Work to complete: In the records below, turn the lines running from the line with "white puffer jacket." to the line with "(1268, 660)", both included, into a numbered list with any blank lines dropped.

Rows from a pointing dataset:

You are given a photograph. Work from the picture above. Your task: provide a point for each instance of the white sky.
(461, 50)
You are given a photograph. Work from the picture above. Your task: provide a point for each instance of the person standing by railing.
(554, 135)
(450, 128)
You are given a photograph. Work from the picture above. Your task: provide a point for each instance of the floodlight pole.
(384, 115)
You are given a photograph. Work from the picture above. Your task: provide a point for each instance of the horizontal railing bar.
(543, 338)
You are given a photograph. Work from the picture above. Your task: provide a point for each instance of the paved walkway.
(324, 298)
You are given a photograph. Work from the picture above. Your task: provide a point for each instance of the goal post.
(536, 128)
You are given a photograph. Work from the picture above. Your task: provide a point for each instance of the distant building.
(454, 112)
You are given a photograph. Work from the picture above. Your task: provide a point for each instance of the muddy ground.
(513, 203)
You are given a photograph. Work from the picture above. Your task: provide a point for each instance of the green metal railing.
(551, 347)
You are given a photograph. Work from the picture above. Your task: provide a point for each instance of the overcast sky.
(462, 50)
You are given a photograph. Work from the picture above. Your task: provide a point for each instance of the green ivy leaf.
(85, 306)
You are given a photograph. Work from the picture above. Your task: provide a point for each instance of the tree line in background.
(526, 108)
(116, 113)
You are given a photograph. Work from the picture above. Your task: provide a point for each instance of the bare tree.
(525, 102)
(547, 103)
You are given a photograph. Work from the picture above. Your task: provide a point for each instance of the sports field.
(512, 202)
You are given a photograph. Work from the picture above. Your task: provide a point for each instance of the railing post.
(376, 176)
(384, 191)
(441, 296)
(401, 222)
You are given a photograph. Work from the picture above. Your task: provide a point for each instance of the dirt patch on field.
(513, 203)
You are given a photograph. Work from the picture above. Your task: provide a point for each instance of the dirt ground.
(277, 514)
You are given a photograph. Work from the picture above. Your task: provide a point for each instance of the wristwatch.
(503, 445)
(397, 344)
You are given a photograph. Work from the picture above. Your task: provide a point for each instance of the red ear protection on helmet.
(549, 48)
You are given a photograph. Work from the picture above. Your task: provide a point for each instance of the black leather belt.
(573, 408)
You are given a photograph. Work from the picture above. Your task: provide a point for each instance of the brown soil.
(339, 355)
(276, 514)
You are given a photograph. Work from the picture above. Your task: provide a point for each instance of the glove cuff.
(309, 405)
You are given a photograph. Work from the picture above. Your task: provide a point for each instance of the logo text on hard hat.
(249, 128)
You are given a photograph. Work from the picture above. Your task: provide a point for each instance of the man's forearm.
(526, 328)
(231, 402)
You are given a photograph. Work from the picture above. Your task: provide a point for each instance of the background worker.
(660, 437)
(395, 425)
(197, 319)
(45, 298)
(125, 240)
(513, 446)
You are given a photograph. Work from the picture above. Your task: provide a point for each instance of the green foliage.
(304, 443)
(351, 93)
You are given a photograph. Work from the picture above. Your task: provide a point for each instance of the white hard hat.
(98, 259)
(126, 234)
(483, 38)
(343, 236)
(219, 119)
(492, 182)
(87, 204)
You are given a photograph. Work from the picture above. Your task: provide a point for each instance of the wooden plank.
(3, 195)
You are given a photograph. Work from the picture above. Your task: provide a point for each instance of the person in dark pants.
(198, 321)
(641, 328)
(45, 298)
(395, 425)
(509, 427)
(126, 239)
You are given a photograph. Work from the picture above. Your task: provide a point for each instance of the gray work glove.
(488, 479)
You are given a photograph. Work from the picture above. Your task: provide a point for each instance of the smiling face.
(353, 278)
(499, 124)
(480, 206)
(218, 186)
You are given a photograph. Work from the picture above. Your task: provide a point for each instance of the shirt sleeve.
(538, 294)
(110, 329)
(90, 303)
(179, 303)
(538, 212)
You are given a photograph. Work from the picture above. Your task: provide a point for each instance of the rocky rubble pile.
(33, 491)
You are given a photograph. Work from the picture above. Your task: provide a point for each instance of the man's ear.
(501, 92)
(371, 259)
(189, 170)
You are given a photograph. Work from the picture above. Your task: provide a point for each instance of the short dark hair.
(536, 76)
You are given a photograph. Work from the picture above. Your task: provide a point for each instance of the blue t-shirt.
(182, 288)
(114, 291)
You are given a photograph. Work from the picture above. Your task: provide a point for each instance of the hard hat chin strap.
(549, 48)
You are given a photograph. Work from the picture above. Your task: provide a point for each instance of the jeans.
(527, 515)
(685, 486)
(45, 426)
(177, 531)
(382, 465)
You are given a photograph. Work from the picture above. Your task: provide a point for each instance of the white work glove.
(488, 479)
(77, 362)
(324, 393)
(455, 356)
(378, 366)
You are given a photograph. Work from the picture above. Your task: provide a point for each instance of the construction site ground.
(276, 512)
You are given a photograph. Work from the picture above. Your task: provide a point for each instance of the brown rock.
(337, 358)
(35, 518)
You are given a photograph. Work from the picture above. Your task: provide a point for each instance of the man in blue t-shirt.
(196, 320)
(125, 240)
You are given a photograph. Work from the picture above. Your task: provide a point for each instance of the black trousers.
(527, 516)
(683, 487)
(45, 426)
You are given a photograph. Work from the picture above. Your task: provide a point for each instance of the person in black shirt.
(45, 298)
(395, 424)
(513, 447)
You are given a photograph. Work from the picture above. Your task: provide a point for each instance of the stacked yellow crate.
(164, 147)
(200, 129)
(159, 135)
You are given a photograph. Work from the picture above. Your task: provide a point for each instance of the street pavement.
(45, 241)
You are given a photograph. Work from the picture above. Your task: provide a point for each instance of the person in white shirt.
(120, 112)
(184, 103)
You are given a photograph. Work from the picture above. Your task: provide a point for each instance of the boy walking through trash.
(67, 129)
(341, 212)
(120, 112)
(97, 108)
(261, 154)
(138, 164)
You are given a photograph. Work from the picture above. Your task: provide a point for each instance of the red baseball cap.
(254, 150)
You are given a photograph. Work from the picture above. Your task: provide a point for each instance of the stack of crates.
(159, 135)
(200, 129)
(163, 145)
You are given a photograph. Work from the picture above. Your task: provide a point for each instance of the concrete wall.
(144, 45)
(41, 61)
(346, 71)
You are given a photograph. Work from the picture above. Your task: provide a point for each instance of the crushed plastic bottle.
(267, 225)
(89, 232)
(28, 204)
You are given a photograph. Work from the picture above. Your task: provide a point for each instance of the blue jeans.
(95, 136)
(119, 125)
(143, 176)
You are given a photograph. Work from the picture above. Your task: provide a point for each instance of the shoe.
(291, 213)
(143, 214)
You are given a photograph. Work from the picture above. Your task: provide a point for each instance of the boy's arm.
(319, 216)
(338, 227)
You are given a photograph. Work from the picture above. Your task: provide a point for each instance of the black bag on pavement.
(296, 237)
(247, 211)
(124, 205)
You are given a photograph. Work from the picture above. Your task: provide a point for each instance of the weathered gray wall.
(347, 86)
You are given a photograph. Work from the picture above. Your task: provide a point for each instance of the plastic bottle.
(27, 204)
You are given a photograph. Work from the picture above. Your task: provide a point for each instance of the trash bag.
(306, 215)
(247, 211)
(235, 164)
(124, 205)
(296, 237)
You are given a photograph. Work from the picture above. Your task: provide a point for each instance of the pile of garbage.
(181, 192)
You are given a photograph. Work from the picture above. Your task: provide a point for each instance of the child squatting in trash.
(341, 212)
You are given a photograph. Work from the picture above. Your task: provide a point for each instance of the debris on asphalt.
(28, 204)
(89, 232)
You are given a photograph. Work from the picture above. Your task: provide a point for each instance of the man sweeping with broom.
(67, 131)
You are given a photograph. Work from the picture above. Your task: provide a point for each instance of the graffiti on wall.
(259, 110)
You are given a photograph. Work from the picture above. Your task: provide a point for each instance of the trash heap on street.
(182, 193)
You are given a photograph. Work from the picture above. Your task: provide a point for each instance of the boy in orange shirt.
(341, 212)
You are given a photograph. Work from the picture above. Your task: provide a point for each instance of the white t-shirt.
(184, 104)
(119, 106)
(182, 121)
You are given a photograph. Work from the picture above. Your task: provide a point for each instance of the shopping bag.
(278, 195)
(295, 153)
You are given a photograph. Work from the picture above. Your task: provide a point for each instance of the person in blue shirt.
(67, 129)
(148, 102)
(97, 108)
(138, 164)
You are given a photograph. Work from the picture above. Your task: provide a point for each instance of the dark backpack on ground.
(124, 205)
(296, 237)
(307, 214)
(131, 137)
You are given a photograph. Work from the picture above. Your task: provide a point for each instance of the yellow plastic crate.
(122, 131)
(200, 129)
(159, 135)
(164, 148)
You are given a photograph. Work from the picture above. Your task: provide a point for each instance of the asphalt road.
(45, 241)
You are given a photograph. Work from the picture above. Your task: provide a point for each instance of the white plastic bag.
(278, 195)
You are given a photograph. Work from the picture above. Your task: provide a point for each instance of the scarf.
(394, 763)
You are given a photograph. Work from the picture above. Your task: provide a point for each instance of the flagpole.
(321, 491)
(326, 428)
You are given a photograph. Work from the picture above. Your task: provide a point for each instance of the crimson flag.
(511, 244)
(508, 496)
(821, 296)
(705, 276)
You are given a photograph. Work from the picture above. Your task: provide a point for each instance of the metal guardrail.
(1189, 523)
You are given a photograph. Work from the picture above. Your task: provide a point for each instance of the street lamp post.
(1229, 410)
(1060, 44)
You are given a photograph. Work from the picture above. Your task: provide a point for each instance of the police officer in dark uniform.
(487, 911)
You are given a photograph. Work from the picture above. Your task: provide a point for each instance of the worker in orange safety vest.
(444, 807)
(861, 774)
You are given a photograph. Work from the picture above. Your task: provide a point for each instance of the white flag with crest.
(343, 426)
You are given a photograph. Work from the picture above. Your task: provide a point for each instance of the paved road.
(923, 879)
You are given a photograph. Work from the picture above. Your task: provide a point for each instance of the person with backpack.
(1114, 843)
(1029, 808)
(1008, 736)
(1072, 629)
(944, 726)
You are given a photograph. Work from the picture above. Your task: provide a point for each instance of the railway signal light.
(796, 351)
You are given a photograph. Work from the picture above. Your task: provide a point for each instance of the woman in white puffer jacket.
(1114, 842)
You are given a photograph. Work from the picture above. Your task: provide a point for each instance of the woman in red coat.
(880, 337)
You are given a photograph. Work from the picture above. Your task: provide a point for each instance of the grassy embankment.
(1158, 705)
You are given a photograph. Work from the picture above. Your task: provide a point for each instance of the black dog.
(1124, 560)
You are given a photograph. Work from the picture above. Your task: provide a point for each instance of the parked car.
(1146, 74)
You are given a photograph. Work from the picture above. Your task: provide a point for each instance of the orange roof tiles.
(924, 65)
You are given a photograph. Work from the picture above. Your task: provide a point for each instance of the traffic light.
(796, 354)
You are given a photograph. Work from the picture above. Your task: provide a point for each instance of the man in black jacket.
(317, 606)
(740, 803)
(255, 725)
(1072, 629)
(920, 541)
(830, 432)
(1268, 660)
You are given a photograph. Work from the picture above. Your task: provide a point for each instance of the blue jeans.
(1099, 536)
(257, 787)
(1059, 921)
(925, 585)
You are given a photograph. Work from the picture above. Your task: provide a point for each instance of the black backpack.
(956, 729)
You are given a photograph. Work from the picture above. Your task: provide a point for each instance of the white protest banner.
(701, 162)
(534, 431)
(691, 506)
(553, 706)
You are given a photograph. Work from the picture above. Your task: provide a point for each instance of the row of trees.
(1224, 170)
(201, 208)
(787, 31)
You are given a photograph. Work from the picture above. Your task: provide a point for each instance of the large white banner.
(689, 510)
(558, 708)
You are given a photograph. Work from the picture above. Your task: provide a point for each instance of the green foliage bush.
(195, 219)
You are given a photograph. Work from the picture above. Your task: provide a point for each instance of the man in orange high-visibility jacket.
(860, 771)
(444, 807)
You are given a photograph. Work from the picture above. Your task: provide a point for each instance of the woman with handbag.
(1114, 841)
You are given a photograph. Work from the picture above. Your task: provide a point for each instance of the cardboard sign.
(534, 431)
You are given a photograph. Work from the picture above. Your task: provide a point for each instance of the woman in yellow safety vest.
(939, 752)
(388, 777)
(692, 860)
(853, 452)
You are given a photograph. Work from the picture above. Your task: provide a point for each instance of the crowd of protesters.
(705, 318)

The response:
1. You are given a photograph. Work from the picture above. Your task: provide a point for each instance of the woman in white puffer jacket.
2. (1114, 842)
3. You are given a photograph. Work from the picture above. Your task: provide a point for each instance of the woman in red coat.
4. (880, 337)
5. You are given a photograph. Work from the picture above. Your task: provide a point for each instance of the grassy embankment.
6. (1158, 705)
7. You are given a photograph. Work from the picture above. Your task: provide a point for each instance of the black dog.
8. (1124, 560)
9. You are given a photograph. Work from the picture above. Your task: provide a point for each instance of the parked car.
10. (1146, 74)
11. You are given a photograph. Work from the picture above. Your task: provide a point for each instance of the orange roof tiles.
12. (924, 65)
13. You are given a photograph. Work from the picture above. Your task: provide a point for each instance of the traffic light.
14. (796, 354)
15. You are given a photograph. Work from the picture above. Your task: provide a point for each instance of the man in black jacket.
16. (317, 606)
17. (740, 803)
18. (255, 725)
19. (1072, 629)
20. (920, 541)
21. (830, 432)
22. (1268, 660)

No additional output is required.